Boundary labeling items:
--- begin ---

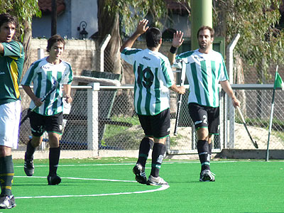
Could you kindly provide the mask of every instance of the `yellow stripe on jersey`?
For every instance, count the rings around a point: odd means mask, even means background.
[[[12,57],[11,57],[12,58]],[[17,99],[20,97],[20,92],[18,91],[18,65],[17,63],[13,60],[11,62],[11,76],[12,77],[12,81],[13,84],[13,87],[15,88],[16,97]]]

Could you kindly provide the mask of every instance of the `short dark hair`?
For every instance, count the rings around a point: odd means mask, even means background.
[[[13,23],[15,26],[15,27],[17,27],[18,25],[17,18],[10,15],[9,13],[0,14],[0,28],[4,23],[6,22],[10,22]]]
[[[157,28],[150,28],[146,31],[146,44],[148,48],[156,48],[160,44],[162,33]]]
[[[200,29],[197,31],[197,38],[198,38],[198,36],[200,36],[200,32],[201,31],[204,31],[204,30],[209,30],[210,31],[211,38],[214,38],[214,34],[215,33],[215,32],[214,31],[214,29],[210,28],[208,26],[202,26],[201,28],[200,28]]]
[[[65,41],[64,40],[64,38],[62,38],[60,35],[55,34],[55,35],[51,36],[48,39],[48,46],[46,47],[46,51],[48,51],[49,53],[53,45],[57,42],[61,42],[63,44],[63,48],[64,48],[64,47],[65,45]]]

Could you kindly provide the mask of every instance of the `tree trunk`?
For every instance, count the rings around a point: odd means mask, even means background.
[[[114,1],[114,4],[115,4]],[[121,39],[119,33],[119,15],[111,13],[105,9],[104,0],[97,0],[99,43],[107,34],[111,38],[104,51],[104,70],[106,72],[121,74],[120,48]]]
[[[23,67],[23,76],[31,65],[31,26],[28,21],[24,23],[24,37],[23,40],[23,50],[25,52],[25,62]]]

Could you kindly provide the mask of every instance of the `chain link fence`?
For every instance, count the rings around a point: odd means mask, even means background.
[[[133,108],[133,88],[126,87],[107,89],[101,87],[98,91],[97,105],[92,105],[88,101],[88,90],[84,86],[76,86],[72,89],[73,102],[69,113],[64,114],[63,134],[60,138],[62,150],[87,150],[90,141],[88,141],[88,110],[97,107],[97,141],[99,150],[138,150],[139,143],[143,137],[143,131],[140,126],[138,116]],[[266,149],[269,119],[271,110],[272,92],[271,89],[239,89],[237,85],[233,85],[238,98],[242,98],[241,111],[253,138],[257,141],[260,149]],[[284,105],[283,91],[275,92],[273,121],[270,138],[270,149],[284,149]],[[22,93],[22,117],[27,111],[30,99]],[[196,136],[192,122],[188,114],[187,94],[183,96],[180,115],[178,135],[173,135],[175,123],[175,111],[178,95],[171,92],[171,133],[167,146],[170,153],[197,153]],[[222,97],[224,99],[224,97]],[[224,108],[224,106],[225,106]],[[96,108],[96,109],[97,109]],[[224,113],[225,111],[225,113]],[[220,136],[214,138],[214,151],[220,151],[222,148],[229,149],[254,149],[244,129],[240,116],[235,113],[231,103],[228,99],[226,104],[220,106]],[[226,115],[226,119],[224,119]],[[233,118],[233,122],[230,122]],[[227,128],[227,131],[224,129]],[[224,132],[227,133],[224,134]],[[31,133],[29,119],[28,119],[20,128],[19,150],[25,150]],[[45,135],[44,142],[48,141]],[[92,141],[91,141],[92,142]],[[46,150],[48,143],[43,143],[39,149]]]

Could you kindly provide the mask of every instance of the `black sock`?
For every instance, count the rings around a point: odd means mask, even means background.
[[[0,158],[1,196],[12,195],[13,175],[12,155]]]
[[[211,155],[212,155],[213,143],[211,142],[210,143],[208,143],[208,146],[209,146],[209,155],[211,160]]]
[[[33,160],[33,153],[36,151],[36,148],[34,148],[31,145],[31,139],[28,141],[27,144],[27,149],[25,153],[25,160]]]
[[[199,140],[197,141],[197,151],[201,163],[201,170],[210,170],[208,141]]]
[[[152,169],[151,175],[159,177],[160,165],[165,152],[165,146],[163,143],[154,143],[152,152]]]
[[[60,147],[49,148],[49,174],[56,175],[58,170],[59,158],[60,156]]]
[[[143,138],[140,143],[139,156],[137,160],[137,163],[141,163],[143,168],[145,168],[145,165],[146,164],[148,155],[149,154],[150,149],[153,146],[153,143],[154,143],[154,141],[148,138]]]

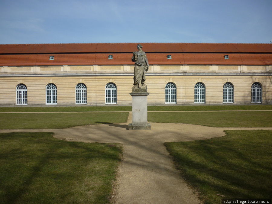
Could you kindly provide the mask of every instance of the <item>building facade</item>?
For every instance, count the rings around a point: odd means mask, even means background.
[[[272,104],[272,44],[141,44],[149,105]],[[0,45],[0,106],[130,105],[137,45]]]

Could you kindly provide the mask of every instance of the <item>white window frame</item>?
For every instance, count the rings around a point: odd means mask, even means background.
[[[76,86],[76,104],[86,104],[87,86],[83,83],[79,83]]]
[[[57,86],[50,83],[46,86],[47,105],[57,105]]]
[[[251,86],[251,102],[262,103],[263,102],[262,85],[258,82],[255,82]]]
[[[234,93],[233,84],[229,82],[225,83],[223,86],[223,103],[233,103]]]
[[[28,105],[28,88],[23,84],[18,84],[16,87],[16,104]]]
[[[196,84],[194,92],[194,103],[205,103],[206,89],[204,84],[201,82],[198,82]]]
[[[176,103],[176,86],[173,82],[165,85],[164,101],[165,104]]]
[[[105,100],[106,104],[117,104],[117,87],[114,83],[111,82],[106,85]]]

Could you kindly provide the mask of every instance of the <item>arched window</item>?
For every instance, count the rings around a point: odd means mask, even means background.
[[[16,88],[17,105],[28,105],[28,89],[24,84],[19,84]]]
[[[201,82],[195,86],[195,103],[205,103],[205,86]]]
[[[173,83],[170,82],[165,86],[165,103],[176,103],[176,88]]]
[[[223,103],[233,103],[233,86],[229,82],[223,86]]]
[[[53,105],[57,104],[57,86],[54,84],[49,84],[46,86],[46,104]]]
[[[262,102],[262,85],[259,83],[254,83],[251,86],[251,102]]]
[[[106,104],[117,103],[117,88],[113,83],[106,85]]]
[[[76,104],[87,104],[87,86],[83,83],[76,87]]]

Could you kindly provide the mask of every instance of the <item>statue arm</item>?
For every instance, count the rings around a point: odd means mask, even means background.
[[[146,55],[145,53],[144,53],[144,61],[145,61],[146,64],[146,66],[145,66],[146,67],[145,71],[147,72],[148,70],[148,69],[149,68],[149,64],[148,63],[148,60],[147,59],[147,57],[146,57]]]

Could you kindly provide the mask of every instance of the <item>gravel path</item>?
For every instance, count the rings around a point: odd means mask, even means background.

--- end ---

* _TASK REQUIREMENTS_
Reproduce all of the records above word for word, but leave out the pictures.

* _WRITTEN RESPONSE_
Could you kindly provide the mask of every instance of the `yellow stripe on jersey`?
For every instance, count the rings around a point: odd means mask, even means background.
[[[12,57],[11,57],[12,58]],[[17,99],[20,97],[20,92],[18,91],[18,65],[17,63],[13,60],[11,62],[11,76],[12,77],[12,81],[13,84],[13,87],[15,88],[16,97]]]

Could you kindly provide the mask of every instance of the `short dark hair`?
For every instance, count the rings around a point: odd means mask, even means background.
[[[13,23],[15,26],[15,27],[17,27],[18,25],[17,18],[10,15],[9,13],[0,14],[0,28],[4,23],[6,22],[10,22]]]
[[[157,28],[150,28],[146,31],[146,44],[148,48],[156,48],[160,44],[162,33]]]
[[[200,29],[197,31],[197,38],[198,38],[198,36],[200,36],[200,32],[201,31],[204,31],[204,30],[209,30],[210,31],[211,38],[214,38],[214,34],[215,33],[215,32],[214,31],[214,29],[210,28],[208,26],[202,26],[201,28],[200,28]]]
[[[65,41],[64,40],[64,38],[62,38],[60,35],[55,34],[55,35],[51,36],[48,39],[48,46],[46,47],[46,51],[48,51],[49,53],[53,45],[57,42],[61,42],[63,44],[63,48],[64,48],[64,47],[65,45]]]

Could you kindly provide the mask of every instance of the `tree trunk`?
For every instance, count the rings around a point: odd means mask, even means background.
[[[114,1],[114,4],[115,4]],[[121,39],[119,33],[119,15],[111,13],[105,9],[104,0],[97,0],[99,43],[107,34],[111,38],[104,51],[104,70],[106,72],[121,74],[120,48]]]
[[[23,67],[23,76],[31,65],[31,26],[28,21],[24,23],[24,37],[23,40],[23,50],[25,52],[25,62]]]

Could you kindly provide the mask of every instance of the `chain link fence`?
For every instance, count the rings around a point: odd means mask, even means background.
[[[133,108],[133,88],[126,87],[107,89],[101,87],[98,91],[97,105],[92,105],[88,101],[88,90],[84,86],[76,86],[72,89],[73,102],[69,113],[64,114],[63,134],[60,138],[62,150],[87,150],[90,141],[88,141],[88,110],[97,107],[97,141],[99,150],[138,150],[139,143],[143,137],[143,131],[140,126],[138,116]],[[266,149],[269,119],[271,110],[272,92],[271,89],[239,89],[237,85],[233,85],[238,98],[242,98],[241,111],[253,138],[257,141],[260,149]],[[284,105],[283,91],[275,92],[273,121],[270,138],[270,149],[284,149]],[[22,93],[22,117],[27,111],[30,99]],[[196,136],[192,122],[188,114],[187,94],[183,96],[180,115],[178,135],[173,135],[175,123],[175,111],[178,95],[171,92],[171,133],[167,146],[170,153],[197,153]],[[222,97],[224,99],[224,97]],[[224,108],[224,106],[225,106]],[[96,108],[96,109],[97,109]],[[224,113],[225,111],[225,113]],[[220,136],[214,138],[214,151],[220,151],[222,148],[229,149],[254,149],[244,129],[240,116],[235,113],[231,103],[228,99],[226,104],[220,106]],[[226,115],[226,119],[224,119]],[[233,118],[233,122],[230,122]],[[227,128],[227,131],[224,129]],[[224,132],[227,133],[224,134]],[[31,133],[29,119],[28,119],[20,128],[19,150],[25,150]],[[45,135],[44,142],[48,141]],[[92,141],[91,141],[92,142]],[[46,150],[48,143],[43,143],[39,149]]]

Could you kindly provide the mask of every instance of the `black sock`?
For every instance, count the rings around a point: odd means mask, even means background.
[[[0,158],[1,196],[12,195],[13,175],[12,155]]]
[[[211,155],[212,155],[213,143],[211,142],[210,143],[208,143],[208,146],[209,146],[209,155],[211,160]]]
[[[33,160],[33,153],[36,151],[36,148],[34,148],[31,145],[31,139],[28,141],[27,144],[27,149],[25,153],[25,160]]]
[[[199,140],[197,141],[197,151],[201,163],[201,170],[210,170],[208,141]]]
[[[152,169],[151,175],[159,177],[160,165],[165,152],[165,146],[163,143],[154,143],[152,152]]]
[[[60,147],[49,148],[49,174],[56,175],[58,170],[59,158],[60,156]]]
[[[143,138],[140,143],[139,156],[137,160],[137,163],[141,163],[143,168],[145,168],[145,165],[146,164],[148,155],[149,154],[150,149],[153,146],[153,143],[154,143],[154,141],[148,138]]]

Could you kindly provide the mask of every instance of the <item>building facade</item>?
For every instance, count the rings around a point: odd means mask, even means background.
[[[272,104],[272,44],[141,44],[149,105]],[[0,45],[0,106],[130,105],[137,45]]]

Could you kindly provide the mask of every instance of the <item>white window frame</item>?
For every instance, count the rings around a point: odd means mask, even means background.
[[[76,86],[76,104],[86,104],[87,86],[83,83],[79,83]]]
[[[57,86],[50,83],[46,86],[47,105],[57,105]]]
[[[251,86],[251,102],[262,103],[263,102],[262,85],[258,82],[255,82]]]
[[[234,93],[233,84],[229,82],[225,83],[223,86],[223,103],[233,103]]]
[[[28,105],[28,88],[23,84],[18,84],[16,87],[16,104]]]
[[[196,84],[194,92],[194,103],[205,103],[206,89],[204,84],[201,82],[198,82]]]
[[[176,103],[176,86],[173,82],[165,85],[164,101],[165,104]]]
[[[105,100],[106,104],[117,104],[117,87],[114,83],[111,82],[106,85]]]

Could you kindly provide the mask of every instance of the <item>arched window</item>?
For every instance, count the rings around a point: odd means mask, even means background.
[[[16,88],[17,105],[28,105],[28,89],[24,84],[19,84]]]
[[[201,82],[195,86],[195,103],[205,103],[205,86]]]
[[[173,83],[170,82],[165,86],[165,103],[176,103],[176,88]]]
[[[223,103],[233,103],[233,86],[229,82],[223,86]]]
[[[53,105],[57,104],[57,86],[54,84],[49,84],[46,86],[46,104]]]
[[[262,102],[262,85],[259,83],[254,83],[251,86],[251,102]]]
[[[106,104],[117,103],[117,88],[113,83],[106,85]]]
[[[76,104],[87,104],[87,86],[83,83],[76,87]]]

Could you kindly provide the mask of every instance of the <item>statue arm</item>?
For every instance, count the rings around a point: odd means mask, even means background.
[[[146,55],[145,53],[144,53],[144,61],[145,61],[146,64],[146,66],[145,66],[146,67],[145,71],[147,72],[148,70],[148,69],[149,68],[149,64],[148,63],[148,60],[147,59],[147,57],[146,57]]]

Could you kindly provide the mask of every instance of the <item>gravel path</item>?
For every instance, count the rings around a point: odd means mask, even means background.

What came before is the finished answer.